== Data extract ==

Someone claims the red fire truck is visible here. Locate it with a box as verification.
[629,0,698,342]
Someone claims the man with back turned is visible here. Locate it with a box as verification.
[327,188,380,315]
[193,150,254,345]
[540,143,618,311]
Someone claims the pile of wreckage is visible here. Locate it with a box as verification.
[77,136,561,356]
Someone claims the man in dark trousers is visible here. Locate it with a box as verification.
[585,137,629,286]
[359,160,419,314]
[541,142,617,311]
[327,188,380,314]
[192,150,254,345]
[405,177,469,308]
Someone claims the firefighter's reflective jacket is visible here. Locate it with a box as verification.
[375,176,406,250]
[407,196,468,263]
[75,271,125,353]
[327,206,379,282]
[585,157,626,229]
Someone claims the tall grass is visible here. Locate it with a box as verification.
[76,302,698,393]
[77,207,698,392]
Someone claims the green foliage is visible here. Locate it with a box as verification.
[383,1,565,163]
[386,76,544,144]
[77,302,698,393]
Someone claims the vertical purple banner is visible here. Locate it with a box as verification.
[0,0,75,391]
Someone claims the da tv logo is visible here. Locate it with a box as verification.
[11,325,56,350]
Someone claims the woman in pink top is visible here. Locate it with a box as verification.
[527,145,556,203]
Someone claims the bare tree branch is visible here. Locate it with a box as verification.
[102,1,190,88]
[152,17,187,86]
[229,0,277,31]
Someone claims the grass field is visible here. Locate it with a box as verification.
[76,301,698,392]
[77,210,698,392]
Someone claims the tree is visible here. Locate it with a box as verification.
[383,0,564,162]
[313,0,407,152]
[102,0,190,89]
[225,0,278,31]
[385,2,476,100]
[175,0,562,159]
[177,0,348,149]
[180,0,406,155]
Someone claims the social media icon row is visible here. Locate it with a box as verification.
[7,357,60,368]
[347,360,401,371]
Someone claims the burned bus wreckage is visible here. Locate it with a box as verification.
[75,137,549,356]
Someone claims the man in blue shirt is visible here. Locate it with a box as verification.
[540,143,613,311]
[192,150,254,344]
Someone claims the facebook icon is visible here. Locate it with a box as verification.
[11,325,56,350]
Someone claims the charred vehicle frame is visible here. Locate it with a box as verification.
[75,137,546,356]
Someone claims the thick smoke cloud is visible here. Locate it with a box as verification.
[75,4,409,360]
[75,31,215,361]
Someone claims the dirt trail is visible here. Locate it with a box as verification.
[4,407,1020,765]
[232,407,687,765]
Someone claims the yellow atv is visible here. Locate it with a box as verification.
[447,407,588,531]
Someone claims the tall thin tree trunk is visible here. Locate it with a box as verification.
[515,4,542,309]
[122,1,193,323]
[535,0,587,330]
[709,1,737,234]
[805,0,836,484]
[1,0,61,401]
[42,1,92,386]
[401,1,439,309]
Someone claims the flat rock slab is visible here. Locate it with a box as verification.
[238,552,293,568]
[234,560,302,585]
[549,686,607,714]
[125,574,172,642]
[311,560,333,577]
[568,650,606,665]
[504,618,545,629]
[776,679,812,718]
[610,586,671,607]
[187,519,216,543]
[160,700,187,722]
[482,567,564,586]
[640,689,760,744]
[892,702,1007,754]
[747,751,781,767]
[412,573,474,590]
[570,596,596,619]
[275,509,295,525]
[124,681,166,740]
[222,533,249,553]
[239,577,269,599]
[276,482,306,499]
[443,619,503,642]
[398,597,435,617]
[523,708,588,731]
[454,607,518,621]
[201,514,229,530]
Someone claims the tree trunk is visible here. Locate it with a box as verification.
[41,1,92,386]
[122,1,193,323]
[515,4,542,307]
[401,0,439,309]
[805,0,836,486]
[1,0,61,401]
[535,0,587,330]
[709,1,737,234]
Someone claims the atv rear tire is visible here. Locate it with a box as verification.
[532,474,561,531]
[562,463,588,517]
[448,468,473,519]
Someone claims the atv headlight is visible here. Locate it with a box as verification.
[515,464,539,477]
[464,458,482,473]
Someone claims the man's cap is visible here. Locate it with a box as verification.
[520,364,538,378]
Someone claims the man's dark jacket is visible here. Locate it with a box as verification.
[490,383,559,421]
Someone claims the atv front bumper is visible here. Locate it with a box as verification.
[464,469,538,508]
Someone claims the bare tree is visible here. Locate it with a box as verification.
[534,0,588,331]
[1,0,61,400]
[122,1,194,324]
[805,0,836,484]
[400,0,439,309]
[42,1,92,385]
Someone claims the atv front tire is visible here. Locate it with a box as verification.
==
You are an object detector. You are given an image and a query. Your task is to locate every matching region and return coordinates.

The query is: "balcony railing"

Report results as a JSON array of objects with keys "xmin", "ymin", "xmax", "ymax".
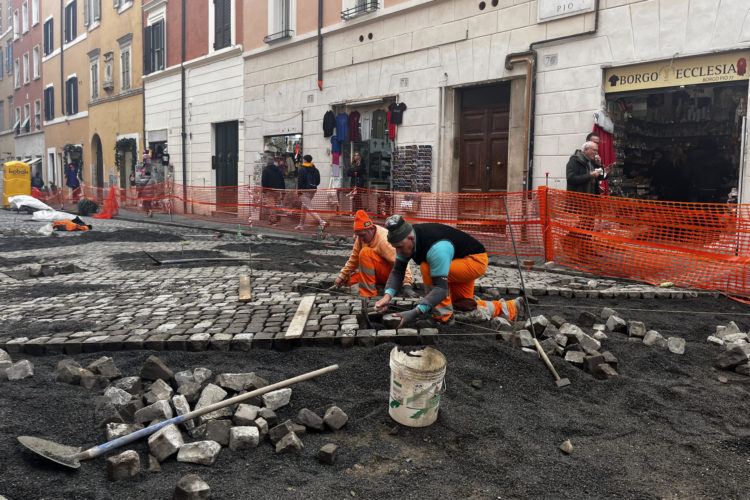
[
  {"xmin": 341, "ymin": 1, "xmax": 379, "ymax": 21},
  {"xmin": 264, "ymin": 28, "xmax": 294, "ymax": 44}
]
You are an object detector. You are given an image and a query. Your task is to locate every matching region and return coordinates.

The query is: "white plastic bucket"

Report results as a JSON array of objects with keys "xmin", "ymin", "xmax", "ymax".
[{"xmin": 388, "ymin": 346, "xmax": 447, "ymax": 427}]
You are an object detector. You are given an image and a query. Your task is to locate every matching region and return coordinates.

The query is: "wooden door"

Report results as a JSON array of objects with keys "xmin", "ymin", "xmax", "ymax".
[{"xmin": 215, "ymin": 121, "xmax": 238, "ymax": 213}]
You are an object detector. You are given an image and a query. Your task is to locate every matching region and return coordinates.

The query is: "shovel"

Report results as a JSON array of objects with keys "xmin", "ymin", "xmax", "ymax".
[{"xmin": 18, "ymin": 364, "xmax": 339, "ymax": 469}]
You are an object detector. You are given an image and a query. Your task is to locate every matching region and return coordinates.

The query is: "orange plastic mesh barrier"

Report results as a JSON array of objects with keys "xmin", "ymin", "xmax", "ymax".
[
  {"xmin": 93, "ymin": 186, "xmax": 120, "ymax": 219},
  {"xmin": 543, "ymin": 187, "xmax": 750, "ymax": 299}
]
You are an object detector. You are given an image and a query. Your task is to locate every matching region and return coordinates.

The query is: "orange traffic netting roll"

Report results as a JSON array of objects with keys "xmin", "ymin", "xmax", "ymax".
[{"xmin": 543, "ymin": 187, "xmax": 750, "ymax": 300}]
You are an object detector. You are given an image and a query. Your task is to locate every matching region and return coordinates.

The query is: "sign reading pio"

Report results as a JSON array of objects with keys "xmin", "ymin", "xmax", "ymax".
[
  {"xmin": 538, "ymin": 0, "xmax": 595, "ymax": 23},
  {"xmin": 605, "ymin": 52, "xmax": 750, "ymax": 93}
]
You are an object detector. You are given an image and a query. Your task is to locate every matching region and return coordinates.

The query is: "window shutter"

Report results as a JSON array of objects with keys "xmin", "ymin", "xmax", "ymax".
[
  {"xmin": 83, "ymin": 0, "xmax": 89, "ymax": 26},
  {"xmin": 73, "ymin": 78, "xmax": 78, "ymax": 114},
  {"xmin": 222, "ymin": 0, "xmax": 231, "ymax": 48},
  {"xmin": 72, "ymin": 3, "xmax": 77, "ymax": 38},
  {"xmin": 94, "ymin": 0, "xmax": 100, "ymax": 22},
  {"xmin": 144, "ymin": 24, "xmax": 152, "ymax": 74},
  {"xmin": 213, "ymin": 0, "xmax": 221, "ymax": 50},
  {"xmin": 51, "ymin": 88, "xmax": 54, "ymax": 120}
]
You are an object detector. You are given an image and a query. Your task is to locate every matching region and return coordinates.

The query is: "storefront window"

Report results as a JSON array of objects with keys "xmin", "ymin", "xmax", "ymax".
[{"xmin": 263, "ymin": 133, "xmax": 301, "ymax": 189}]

== Exercise objective ==
In the listing, find all lines with the string "plastic" and copy them.

== Task response ==
The query is: "white plastic bucket"
The query is: "orange plastic mesh barrier"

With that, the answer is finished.